Short exercise –
Shift the answer coordinates in the stretch from the line containing "Where can the foreground" through the line containing "Target: grassy shoreline" by adding 42 to every number in them. Rewrite that whole stretch of entries, leaving every other line, including the sample coordinates, unchanged.

Records for the exercise –
------------------------------------------------------------

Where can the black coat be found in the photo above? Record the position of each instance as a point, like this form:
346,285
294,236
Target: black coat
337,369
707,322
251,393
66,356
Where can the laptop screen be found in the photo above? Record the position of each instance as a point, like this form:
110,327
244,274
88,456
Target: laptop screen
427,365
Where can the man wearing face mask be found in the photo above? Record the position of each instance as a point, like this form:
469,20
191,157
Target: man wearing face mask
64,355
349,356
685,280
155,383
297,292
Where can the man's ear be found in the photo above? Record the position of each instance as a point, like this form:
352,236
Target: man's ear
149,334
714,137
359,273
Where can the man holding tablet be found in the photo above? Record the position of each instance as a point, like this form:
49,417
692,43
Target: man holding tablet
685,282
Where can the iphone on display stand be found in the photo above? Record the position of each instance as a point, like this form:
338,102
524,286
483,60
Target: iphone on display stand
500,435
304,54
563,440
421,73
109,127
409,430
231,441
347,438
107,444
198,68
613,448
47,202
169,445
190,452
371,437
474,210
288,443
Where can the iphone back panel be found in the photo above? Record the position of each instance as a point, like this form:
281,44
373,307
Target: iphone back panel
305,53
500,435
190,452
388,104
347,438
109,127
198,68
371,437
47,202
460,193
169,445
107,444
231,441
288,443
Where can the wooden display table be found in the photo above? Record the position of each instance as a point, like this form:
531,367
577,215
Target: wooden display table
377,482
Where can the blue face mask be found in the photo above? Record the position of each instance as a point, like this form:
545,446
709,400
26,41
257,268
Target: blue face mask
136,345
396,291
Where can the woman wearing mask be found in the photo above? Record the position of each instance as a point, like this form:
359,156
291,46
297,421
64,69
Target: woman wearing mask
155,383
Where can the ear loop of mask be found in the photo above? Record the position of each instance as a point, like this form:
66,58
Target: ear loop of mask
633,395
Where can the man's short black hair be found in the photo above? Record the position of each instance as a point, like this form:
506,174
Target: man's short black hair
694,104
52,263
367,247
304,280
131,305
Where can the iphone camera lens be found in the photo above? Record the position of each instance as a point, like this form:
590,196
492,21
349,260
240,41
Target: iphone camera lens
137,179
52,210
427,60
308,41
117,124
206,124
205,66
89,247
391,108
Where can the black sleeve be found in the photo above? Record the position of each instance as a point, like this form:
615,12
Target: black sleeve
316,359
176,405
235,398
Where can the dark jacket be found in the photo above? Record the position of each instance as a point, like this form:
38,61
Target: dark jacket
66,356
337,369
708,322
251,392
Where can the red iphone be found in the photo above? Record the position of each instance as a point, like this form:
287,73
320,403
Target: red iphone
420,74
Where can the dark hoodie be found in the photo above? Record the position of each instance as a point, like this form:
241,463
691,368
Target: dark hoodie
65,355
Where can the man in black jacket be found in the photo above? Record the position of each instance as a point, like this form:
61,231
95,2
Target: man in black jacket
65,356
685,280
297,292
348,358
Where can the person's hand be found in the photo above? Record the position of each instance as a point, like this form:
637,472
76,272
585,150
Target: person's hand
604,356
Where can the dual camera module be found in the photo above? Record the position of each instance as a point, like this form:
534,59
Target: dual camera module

------------------------------------------------------------

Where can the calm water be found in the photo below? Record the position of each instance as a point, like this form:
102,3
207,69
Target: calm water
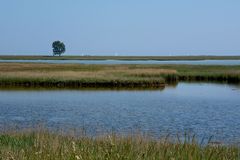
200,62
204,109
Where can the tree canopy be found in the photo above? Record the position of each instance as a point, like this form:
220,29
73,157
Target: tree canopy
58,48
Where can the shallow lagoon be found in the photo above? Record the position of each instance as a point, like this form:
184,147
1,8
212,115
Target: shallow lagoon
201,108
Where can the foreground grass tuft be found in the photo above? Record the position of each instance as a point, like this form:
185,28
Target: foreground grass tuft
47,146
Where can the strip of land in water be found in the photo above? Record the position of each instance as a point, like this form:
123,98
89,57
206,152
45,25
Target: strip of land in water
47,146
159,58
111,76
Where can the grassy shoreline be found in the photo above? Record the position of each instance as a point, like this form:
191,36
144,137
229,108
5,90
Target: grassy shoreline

------------------------------------------------------------

Result for this exercise –
Where can the foreground grass tuft be found in the photo above? Record the position of each instance as a point, like this form:
185,28
Target: foreground grass tuft
89,188
Where can the strip of land in water be found in the photo above? Record the position of each instance as a point, like this form:
123,98
89,57
206,152
45,25
Target: strip of land in water
89,188
201,100
153,118
Where can the grassy shoreline be found in the photo above? Record the position of each instance as a point, like this form:
191,36
144,137
229,108
5,90
Target: grassy shoreline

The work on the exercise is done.